Please write out the lines of the data exactly, beginning with the first and ending with the line containing "TARGET = grey snow pants"; leave the pictures behind.

Segment Start: Provided records

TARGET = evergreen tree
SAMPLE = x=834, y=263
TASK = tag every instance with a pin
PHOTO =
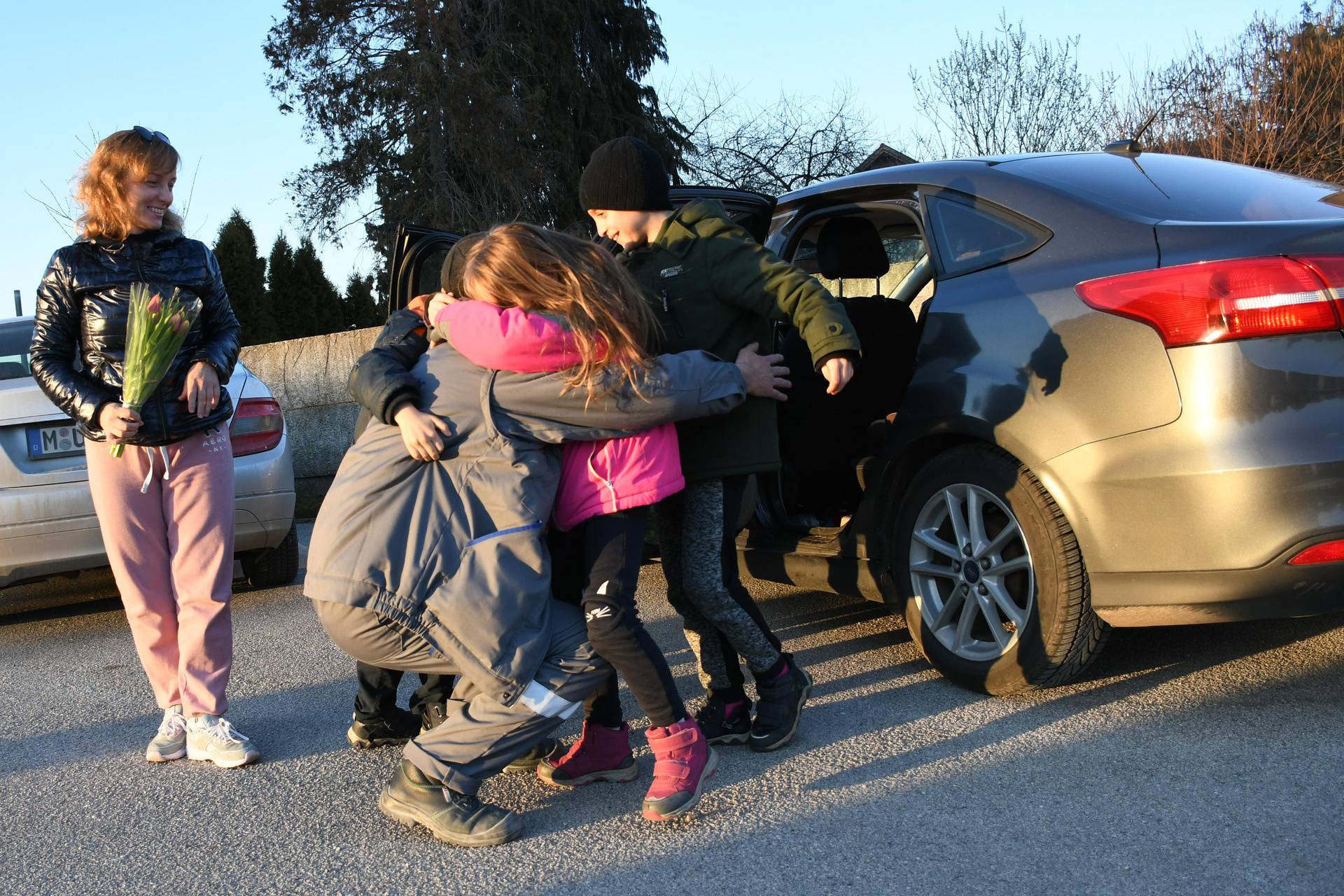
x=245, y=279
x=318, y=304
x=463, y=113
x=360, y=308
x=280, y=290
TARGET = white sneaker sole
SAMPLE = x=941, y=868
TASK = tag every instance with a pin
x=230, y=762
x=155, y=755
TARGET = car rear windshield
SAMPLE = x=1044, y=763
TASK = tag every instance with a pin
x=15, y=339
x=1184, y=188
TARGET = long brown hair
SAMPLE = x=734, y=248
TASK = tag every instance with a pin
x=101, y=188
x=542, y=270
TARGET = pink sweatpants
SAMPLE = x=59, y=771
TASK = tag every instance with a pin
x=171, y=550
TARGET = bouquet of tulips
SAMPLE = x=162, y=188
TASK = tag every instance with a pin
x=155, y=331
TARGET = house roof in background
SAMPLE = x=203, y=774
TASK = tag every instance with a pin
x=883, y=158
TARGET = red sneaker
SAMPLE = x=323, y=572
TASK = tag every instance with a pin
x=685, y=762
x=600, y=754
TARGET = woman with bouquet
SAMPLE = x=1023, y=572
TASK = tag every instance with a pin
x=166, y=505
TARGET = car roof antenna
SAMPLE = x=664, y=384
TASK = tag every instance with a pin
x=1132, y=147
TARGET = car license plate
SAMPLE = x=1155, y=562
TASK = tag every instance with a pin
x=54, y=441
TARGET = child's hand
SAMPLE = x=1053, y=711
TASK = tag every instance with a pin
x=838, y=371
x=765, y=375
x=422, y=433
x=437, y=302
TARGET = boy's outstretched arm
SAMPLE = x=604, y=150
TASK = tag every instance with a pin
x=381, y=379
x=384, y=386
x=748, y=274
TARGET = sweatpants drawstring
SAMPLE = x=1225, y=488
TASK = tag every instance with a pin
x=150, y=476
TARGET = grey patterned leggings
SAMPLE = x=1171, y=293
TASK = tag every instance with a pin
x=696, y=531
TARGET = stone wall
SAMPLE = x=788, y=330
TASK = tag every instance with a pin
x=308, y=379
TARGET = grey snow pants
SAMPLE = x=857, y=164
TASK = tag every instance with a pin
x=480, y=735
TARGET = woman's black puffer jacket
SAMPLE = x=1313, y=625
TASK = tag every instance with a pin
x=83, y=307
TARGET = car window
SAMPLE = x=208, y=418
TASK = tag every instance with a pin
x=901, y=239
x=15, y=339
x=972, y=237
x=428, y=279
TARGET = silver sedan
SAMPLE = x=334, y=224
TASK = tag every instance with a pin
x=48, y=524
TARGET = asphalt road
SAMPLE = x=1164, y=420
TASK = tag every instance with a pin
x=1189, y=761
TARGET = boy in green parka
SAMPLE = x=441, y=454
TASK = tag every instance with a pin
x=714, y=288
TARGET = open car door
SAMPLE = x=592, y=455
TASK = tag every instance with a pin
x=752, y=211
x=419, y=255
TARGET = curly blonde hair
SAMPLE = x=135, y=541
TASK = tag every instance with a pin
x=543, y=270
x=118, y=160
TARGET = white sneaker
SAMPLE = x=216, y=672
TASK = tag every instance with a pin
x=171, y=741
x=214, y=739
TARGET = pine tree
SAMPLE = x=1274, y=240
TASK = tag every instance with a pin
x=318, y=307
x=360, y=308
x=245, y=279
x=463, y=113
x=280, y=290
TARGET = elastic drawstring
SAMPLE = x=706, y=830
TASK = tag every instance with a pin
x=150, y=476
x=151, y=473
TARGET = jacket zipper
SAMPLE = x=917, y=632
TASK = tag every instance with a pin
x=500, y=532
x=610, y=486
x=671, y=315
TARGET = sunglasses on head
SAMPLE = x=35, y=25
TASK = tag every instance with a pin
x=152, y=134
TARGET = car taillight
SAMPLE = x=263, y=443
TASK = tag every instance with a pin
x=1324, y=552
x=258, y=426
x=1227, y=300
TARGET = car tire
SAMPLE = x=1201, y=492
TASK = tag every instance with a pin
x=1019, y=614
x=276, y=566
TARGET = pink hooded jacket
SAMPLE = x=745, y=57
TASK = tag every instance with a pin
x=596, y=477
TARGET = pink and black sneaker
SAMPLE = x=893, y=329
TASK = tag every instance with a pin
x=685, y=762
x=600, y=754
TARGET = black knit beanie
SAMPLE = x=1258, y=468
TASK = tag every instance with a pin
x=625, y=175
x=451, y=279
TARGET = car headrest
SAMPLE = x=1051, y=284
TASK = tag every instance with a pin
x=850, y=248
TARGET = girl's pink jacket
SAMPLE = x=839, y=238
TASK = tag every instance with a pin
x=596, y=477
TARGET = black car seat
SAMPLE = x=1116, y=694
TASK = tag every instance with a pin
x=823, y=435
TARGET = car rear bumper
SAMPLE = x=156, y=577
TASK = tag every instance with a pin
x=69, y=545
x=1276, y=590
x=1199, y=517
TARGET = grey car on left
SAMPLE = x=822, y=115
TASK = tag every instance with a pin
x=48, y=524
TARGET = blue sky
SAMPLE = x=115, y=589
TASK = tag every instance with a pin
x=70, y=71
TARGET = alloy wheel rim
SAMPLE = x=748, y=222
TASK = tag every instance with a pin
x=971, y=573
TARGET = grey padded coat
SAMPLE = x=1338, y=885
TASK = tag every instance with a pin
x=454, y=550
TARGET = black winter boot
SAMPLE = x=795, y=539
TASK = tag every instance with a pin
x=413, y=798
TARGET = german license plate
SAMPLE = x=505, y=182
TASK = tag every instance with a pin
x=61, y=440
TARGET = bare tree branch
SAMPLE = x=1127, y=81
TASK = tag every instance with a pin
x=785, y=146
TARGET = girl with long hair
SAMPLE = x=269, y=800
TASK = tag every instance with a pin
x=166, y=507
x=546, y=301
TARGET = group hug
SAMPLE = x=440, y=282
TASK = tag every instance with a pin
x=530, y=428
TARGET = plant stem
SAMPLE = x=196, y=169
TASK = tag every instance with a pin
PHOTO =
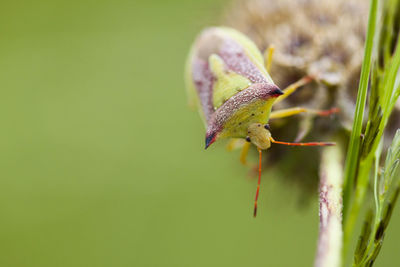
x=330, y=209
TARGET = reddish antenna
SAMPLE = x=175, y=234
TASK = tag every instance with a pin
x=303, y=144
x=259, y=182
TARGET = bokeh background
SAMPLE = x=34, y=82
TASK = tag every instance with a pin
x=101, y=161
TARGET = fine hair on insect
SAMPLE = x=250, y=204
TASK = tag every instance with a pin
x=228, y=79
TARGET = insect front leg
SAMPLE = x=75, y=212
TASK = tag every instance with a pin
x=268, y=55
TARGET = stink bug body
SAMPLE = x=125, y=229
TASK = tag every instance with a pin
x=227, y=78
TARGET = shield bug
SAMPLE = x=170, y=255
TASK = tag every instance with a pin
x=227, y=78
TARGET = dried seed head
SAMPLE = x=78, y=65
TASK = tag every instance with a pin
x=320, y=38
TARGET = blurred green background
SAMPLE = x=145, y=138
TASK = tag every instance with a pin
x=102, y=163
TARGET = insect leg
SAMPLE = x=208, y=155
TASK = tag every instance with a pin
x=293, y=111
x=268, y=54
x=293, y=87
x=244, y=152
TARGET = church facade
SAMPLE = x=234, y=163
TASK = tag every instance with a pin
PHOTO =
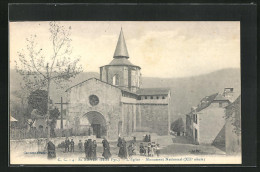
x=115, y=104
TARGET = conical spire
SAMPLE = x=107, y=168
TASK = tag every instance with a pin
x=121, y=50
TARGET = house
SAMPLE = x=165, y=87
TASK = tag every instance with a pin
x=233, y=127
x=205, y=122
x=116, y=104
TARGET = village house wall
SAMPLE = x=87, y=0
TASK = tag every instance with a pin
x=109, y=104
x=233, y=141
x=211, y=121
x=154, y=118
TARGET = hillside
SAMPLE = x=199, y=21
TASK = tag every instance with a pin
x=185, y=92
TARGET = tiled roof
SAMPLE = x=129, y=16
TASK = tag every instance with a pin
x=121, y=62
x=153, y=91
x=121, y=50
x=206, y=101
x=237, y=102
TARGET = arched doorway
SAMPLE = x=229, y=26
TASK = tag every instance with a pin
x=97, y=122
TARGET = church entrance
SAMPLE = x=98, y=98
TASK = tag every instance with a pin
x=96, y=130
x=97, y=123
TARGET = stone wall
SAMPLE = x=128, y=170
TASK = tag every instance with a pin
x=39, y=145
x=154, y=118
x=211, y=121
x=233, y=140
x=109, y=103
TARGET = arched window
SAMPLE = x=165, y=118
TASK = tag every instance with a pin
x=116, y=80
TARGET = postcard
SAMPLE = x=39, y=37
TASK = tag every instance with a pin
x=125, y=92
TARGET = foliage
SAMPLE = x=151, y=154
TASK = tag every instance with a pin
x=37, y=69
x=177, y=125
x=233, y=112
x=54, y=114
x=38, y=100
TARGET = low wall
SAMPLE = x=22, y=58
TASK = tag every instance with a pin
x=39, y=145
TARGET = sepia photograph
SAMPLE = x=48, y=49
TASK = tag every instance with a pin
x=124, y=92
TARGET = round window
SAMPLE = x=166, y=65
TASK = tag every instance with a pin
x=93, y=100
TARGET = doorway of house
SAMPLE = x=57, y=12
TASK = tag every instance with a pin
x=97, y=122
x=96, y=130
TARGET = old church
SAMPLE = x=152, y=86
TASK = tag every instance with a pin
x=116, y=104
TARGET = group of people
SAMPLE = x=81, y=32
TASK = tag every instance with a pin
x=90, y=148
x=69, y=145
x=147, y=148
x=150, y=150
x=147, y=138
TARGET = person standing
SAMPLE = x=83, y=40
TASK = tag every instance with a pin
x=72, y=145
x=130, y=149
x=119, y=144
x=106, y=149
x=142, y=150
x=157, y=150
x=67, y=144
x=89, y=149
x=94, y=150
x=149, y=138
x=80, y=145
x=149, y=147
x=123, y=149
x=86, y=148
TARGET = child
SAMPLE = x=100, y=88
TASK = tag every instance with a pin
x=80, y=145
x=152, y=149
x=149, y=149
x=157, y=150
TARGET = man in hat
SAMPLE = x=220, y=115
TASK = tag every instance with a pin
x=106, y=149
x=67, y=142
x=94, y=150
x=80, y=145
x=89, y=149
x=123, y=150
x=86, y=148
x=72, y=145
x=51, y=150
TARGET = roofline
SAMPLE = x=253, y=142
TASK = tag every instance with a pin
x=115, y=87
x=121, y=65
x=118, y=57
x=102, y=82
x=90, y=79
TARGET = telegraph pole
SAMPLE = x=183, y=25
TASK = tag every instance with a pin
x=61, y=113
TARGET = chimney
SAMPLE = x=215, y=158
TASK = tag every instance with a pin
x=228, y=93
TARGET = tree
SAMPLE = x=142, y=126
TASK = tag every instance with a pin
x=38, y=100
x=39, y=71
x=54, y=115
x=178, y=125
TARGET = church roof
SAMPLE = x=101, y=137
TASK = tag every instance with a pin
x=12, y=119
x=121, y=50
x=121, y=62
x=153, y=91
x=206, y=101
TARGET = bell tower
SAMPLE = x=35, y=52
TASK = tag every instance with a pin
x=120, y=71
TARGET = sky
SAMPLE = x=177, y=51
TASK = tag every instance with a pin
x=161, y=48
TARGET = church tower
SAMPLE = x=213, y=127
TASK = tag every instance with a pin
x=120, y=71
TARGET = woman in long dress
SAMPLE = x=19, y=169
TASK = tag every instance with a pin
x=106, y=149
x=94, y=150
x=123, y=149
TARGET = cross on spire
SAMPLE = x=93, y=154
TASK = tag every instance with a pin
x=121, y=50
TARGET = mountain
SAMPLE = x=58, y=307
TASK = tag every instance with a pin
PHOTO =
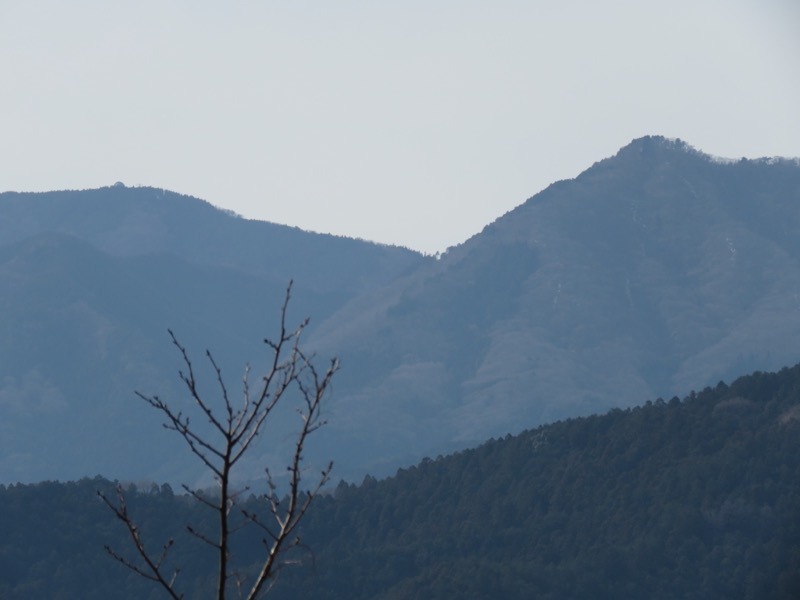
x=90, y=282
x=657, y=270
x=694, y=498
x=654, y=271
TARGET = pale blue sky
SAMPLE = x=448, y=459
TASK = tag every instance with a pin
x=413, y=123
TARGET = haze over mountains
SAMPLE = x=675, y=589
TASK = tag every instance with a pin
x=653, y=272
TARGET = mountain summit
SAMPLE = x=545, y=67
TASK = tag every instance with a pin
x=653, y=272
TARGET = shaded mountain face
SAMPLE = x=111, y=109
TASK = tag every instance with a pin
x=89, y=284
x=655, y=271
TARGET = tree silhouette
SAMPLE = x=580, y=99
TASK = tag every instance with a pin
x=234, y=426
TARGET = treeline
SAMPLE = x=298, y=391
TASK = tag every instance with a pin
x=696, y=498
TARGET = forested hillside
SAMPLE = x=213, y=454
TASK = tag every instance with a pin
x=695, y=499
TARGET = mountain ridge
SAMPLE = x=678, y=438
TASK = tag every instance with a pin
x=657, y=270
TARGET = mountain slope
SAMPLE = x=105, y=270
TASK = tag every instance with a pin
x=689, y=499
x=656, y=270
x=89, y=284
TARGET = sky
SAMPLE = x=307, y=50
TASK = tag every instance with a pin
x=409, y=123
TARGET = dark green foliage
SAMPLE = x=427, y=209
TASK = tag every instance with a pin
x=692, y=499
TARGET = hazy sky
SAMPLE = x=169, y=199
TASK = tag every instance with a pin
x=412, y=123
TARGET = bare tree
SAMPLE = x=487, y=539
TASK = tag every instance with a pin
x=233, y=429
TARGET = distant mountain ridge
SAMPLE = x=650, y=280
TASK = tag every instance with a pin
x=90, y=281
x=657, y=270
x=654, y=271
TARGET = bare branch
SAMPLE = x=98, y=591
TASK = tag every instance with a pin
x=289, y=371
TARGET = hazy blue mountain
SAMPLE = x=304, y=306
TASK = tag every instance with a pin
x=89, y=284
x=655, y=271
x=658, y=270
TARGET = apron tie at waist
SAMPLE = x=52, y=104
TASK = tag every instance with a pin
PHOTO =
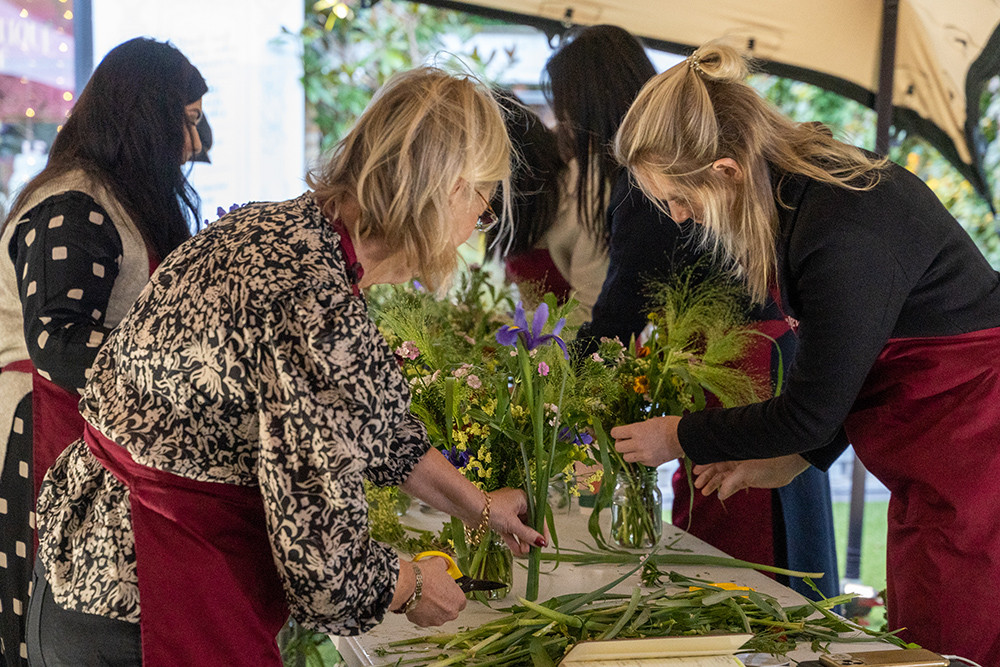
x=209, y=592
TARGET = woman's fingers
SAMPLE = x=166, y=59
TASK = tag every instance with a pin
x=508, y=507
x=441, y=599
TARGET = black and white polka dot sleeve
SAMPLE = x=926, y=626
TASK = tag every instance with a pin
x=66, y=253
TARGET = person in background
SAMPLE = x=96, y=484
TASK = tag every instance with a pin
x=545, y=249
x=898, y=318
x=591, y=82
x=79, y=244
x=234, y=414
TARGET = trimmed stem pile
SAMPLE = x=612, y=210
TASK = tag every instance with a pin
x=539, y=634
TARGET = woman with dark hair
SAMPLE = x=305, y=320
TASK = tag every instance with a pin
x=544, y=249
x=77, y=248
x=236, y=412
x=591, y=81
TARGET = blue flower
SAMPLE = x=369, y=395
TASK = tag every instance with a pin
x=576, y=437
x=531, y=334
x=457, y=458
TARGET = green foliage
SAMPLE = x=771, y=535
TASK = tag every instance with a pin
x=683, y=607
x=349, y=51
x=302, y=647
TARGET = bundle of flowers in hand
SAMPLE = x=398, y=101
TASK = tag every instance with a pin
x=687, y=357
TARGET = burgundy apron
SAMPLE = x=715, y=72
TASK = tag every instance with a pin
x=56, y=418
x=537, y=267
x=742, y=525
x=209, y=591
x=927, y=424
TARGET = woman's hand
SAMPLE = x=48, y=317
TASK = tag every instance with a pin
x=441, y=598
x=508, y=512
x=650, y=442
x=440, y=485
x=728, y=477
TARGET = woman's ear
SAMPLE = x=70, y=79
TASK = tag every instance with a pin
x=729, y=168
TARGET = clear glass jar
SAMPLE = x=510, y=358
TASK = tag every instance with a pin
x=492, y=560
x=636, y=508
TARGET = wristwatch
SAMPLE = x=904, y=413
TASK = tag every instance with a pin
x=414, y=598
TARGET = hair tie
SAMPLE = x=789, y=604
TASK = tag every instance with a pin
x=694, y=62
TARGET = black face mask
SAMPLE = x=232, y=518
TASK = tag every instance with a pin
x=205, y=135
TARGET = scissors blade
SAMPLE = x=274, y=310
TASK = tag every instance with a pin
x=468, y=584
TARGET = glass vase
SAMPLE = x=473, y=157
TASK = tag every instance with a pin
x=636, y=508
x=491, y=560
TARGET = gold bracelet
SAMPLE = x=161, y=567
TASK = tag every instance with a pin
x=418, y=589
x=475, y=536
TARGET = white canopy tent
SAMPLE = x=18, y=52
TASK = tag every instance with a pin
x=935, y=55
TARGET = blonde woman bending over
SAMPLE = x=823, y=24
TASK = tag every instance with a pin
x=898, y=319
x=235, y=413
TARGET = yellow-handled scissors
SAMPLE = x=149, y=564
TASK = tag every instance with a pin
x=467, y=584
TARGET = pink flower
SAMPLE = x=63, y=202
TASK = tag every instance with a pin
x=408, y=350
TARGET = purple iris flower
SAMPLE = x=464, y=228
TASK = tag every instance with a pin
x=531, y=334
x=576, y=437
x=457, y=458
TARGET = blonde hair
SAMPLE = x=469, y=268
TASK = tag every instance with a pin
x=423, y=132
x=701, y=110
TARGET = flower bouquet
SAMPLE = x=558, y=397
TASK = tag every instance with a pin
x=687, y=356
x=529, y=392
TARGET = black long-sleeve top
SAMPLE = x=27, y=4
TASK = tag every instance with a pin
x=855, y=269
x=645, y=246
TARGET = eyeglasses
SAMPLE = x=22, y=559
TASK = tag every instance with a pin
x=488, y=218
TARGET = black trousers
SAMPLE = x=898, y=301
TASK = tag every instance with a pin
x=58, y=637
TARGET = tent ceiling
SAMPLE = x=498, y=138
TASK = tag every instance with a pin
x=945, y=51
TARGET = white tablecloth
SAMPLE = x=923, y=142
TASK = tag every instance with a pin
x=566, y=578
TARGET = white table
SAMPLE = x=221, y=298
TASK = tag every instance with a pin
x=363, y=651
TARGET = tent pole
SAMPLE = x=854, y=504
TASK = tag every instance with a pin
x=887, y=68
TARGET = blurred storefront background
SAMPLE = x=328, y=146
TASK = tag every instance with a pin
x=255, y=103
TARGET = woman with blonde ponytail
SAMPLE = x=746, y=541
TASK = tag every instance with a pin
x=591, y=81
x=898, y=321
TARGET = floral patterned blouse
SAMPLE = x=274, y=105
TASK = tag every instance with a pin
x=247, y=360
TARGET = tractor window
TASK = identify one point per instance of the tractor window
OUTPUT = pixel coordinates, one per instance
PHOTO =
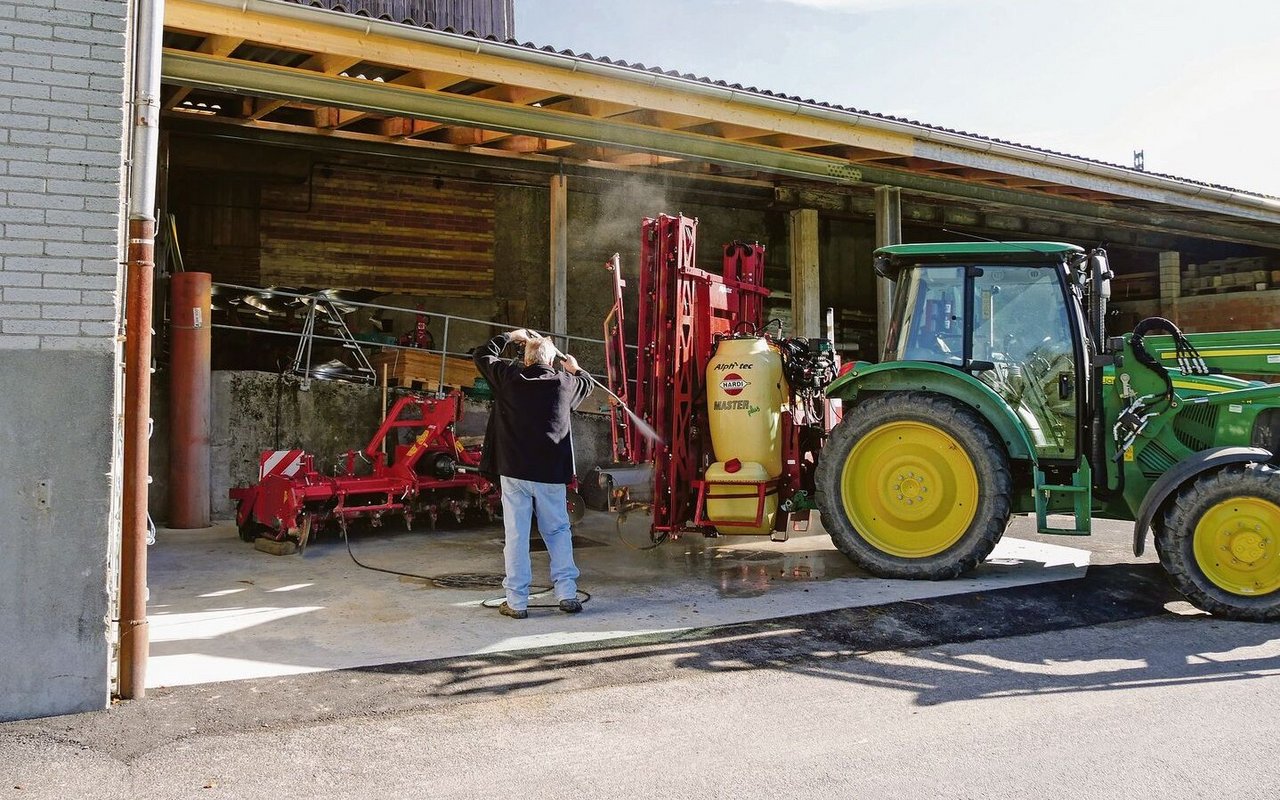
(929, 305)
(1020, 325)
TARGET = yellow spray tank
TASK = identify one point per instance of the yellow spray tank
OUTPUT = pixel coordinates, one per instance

Segment End: Provided records

# Exercise output
TARGET = evergreen tree
SAMPLE = x=834, y=263
TASK = tag every instance with a pin
PHOTO =
x=245, y=279
x=318, y=304
x=463, y=113
x=360, y=308
x=280, y=290
TARGET = white sneaker sole
SAMPLE = x=941, y=868
TASK = tag every instance with a pin
x=230, y=762
x=155, y=755
TARGET = car rear windshield
SAMPLE = x=1044, y=763
TASK = tag every instance with a pin
x=15, y=339
x=1184, y=188
TARGET = long brown hair
SAMPLE = x=734, y=248
TASK = tag every instance with a pin
x=101, y=188
x=542, y=270
TARGET = pink sweatpants
SAMPLE = x=59, y=771
TASK = tag every instance with a pin
x=171, y=550
TARGET = bouquet of tulips
SAMPLE = x=162, y=188
TASK = tag every instance with a pin
x=155, y=331
TARGET = house roof in background
SAMPLE = x=203, y=774
TASK = tag every instance with a pin
x=883, y=158
TARGET = red sneaker
SAMPLE = x=323, y=572
TASK = tag every instance with a pin
x=685, y=762
x=600, y=754
TARGET = woman with bouquet
SAMPLE = x=1023, y=572
TASK = tag every instance with a pin
x=166, y=505
TARGET = car roof antenna
SAMPLE = x=664, y=384
TASK = tag every instance with a pin
x=1132, y=147
TARGET = car license plate
SAMPLE = x=1155, y=562
TASK = tag every instance with a pin
x=54, y=441
TARGET = child's hand
SAMPLE = x=1053, y=711
TASK = tag every instance with a pin
x=838, y=371
x=765, y=375
x=422, y=433
x=437, y=302
TARGET = boy's outstretched arm
SAMPLE = x=604, y=150
TASK = tag every instance with a pin
x=381, y=379
x=384, y=386
x=748, y=274
TARGET = sweatpants drawstring
SAMPLE = x=1225, y=488
TASK = tag every instance with a pin
x=150, y=476
TARGET = grey patterned leggings
SAMPLE = x=1171, y=293
TASK = tag every instance with a pin
x=696, y=531
TARGET = stone wall
SAMPLE = x=788, y=330
TASK = tag every instance with a pin
x=308, y=379
TARGET = grey snow pants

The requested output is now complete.